_Description of the task:_
Go through the data below and return each line where the string "throw" occurs.

*** Data records ***

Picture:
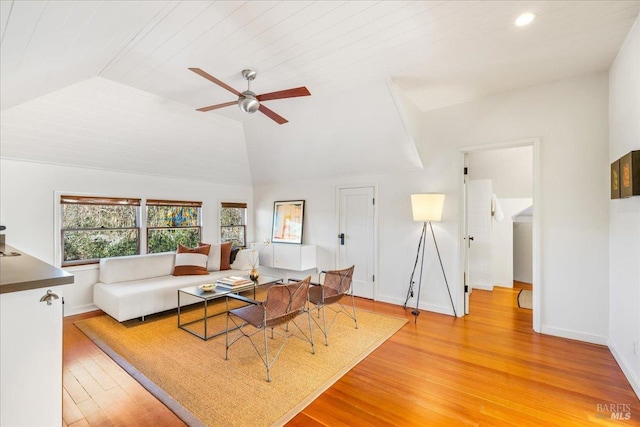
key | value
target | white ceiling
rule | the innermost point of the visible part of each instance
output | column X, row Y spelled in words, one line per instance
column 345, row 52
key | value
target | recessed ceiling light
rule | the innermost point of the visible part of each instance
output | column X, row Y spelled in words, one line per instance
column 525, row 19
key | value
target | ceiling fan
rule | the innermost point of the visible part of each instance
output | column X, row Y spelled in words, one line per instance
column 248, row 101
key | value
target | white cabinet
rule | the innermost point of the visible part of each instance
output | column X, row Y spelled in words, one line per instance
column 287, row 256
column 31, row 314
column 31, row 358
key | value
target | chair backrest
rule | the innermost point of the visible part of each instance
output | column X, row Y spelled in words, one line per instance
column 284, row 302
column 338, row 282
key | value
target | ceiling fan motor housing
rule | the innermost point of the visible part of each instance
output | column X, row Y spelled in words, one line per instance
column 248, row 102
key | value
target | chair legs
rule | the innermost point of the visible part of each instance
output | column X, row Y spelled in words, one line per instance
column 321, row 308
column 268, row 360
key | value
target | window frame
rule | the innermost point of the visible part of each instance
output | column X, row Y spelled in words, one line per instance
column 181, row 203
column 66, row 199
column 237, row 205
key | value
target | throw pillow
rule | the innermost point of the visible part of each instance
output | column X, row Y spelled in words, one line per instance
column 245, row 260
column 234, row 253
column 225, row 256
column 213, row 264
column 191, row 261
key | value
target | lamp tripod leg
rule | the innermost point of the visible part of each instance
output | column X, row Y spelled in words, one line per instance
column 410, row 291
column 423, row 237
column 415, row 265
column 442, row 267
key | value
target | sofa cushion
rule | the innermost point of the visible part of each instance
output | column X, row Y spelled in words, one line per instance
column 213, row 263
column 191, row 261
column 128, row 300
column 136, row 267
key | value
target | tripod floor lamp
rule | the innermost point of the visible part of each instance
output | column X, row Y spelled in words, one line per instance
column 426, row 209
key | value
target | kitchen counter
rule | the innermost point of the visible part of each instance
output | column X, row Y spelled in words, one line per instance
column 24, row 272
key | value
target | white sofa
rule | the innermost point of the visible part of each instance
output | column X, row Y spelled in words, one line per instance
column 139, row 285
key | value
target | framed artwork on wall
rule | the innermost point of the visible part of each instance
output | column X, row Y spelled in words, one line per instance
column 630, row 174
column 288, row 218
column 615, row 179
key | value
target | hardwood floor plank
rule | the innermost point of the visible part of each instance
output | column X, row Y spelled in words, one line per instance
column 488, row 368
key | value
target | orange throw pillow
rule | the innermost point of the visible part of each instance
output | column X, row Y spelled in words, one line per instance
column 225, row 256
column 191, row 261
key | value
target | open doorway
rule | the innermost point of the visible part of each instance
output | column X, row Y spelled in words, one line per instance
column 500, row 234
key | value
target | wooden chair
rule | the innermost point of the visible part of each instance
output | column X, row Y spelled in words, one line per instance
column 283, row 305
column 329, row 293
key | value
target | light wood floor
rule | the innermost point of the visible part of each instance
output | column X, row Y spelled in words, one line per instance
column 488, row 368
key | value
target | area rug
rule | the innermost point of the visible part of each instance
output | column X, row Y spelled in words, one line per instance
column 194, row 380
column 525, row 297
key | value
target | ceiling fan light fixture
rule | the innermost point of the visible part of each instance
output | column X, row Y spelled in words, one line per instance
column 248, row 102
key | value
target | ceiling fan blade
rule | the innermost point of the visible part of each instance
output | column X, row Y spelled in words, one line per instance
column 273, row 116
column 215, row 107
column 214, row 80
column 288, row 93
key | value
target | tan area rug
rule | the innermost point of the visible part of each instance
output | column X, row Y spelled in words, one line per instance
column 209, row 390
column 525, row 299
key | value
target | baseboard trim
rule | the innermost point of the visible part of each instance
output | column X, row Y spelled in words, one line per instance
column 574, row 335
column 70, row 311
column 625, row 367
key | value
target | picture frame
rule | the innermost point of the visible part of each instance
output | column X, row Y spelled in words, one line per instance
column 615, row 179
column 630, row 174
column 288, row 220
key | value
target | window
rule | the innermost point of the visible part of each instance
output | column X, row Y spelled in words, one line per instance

*** End of Data records ***

_Written solution:_
target | throw pillow
target | orange throw pillow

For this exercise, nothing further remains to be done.